__WHAT THE TASK REQUIRES__: Word for word, restate every line of the listing that follows.

__RECORD LIST__:

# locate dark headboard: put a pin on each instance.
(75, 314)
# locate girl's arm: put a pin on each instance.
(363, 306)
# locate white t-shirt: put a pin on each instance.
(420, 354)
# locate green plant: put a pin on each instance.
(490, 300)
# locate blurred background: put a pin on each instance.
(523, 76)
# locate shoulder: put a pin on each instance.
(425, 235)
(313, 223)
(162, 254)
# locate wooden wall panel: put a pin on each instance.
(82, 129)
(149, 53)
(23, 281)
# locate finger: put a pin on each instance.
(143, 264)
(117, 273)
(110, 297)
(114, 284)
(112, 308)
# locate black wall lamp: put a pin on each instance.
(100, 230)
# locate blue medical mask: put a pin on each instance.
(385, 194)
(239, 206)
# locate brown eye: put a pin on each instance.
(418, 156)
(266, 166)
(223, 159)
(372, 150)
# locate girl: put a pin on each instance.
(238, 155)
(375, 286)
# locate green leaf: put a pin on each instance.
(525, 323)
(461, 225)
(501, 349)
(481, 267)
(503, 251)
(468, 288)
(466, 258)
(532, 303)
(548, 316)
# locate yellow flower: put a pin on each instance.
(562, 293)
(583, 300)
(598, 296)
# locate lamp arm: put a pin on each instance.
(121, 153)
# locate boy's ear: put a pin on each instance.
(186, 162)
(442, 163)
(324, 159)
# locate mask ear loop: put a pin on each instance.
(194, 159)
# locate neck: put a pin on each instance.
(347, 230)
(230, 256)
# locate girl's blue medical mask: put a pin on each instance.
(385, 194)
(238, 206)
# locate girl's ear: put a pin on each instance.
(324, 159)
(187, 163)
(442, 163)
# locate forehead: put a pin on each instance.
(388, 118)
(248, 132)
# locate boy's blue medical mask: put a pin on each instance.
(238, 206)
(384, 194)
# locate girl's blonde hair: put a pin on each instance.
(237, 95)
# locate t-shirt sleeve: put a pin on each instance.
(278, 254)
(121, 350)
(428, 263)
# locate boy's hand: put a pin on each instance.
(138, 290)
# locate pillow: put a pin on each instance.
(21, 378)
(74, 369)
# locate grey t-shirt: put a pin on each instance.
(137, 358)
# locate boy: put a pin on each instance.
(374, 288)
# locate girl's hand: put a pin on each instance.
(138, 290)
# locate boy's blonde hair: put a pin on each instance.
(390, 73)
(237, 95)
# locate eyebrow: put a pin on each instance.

__ANSWER FOR THIS EXERCISE__:
# locate dark headboard: put a pin on each instance.
(75, 314)
# locate girl's arm: put a pin on each instance.
(363, 306)
# locate white t-shirt: put a pin on each instance.
(420, 354)
# locate green plant: put a pin on each instance.
(490, 300)
# locate blurred background: put a pin on each instance.
(523, 76)
# locate shoulder: put a pin on each instance.
(425, 235)
(313, 223)
(162, 254)
# locate wooden wall panel: put a pin on each instance.
(82, 129)
(149, 53)
(23, 281)
# locate finger: put a pin on each instance.
(143, 264)
(117, 273)
(110, 297)
(114, 284)
(112, 308)
# locate black wall lamp: put a pin on each instance.
(100, 230)
# locate blue medical mask: put a pin on each instance.
(385, 194)
(239, 206)
# locate brown eye: put a pin on each instance.
(418, 156)
(266, 166)
(223, 159)
(372, 150)
# locate girl: put a pin on each instance.
(238, 155)
(375, 286)
# locate green leaf: put a pin on each instance.
(525, 323)
(461, 225)
(501, 349)
(481, 267)
(503, 251)
(468, 288)
(466, 258)
(532, 303)
(548, 316)
# locate yellow flower: put a pin on each instance.
(562, 293)
(583, 300)
(598, 296)
# locate lamp arm: put a pin on each instance.
(121, 153)
# locate boy's ear: put a pin on each instance.
(186, 162)
(442, 163)
(324, 159)
# locate mask ear loop: put a pin on each instance.
(194, 159)
# locate neck: put a pin on each instance.
(347, 230)
(230, 256)
# locate girl's blue medical mask: put a pin on each instance.
(385, 194)
(238, 206)
# locate girl's ear: put a pin on each instance.
(324, 159)
(187, 163)
(442, 163)
# locate forehead: put a pin on each instance.
(388, 118)
(248, 132)
# locate boy's blue medical mask: put a pin on each instance.
(238, 206)
(384, 194)
# locate girl's blonde hair: put a pin on each instance.
(237, 95)
# locate t-shirt sleeve: put a pin on each instance.
(278, 254)
(121, 350)
(428, 263)
# locate boy's hand: put a pin on each instance.
(138, 290)
# locate pillow: put a pin on each instance.
(21, 378)
(74, 369)
# locate grey t-shirt: put a pin on each instance.
(137, 358)
# locate boy: put a pin on each instance.
(374, 288)
# locate girl's hand: put a pin on each instance.
(138, 290)
# locate boy's blonde hair: put a pin on each instance.
(390, 73)
(237, 95)
# locate eyebrow: put a pin on each instance.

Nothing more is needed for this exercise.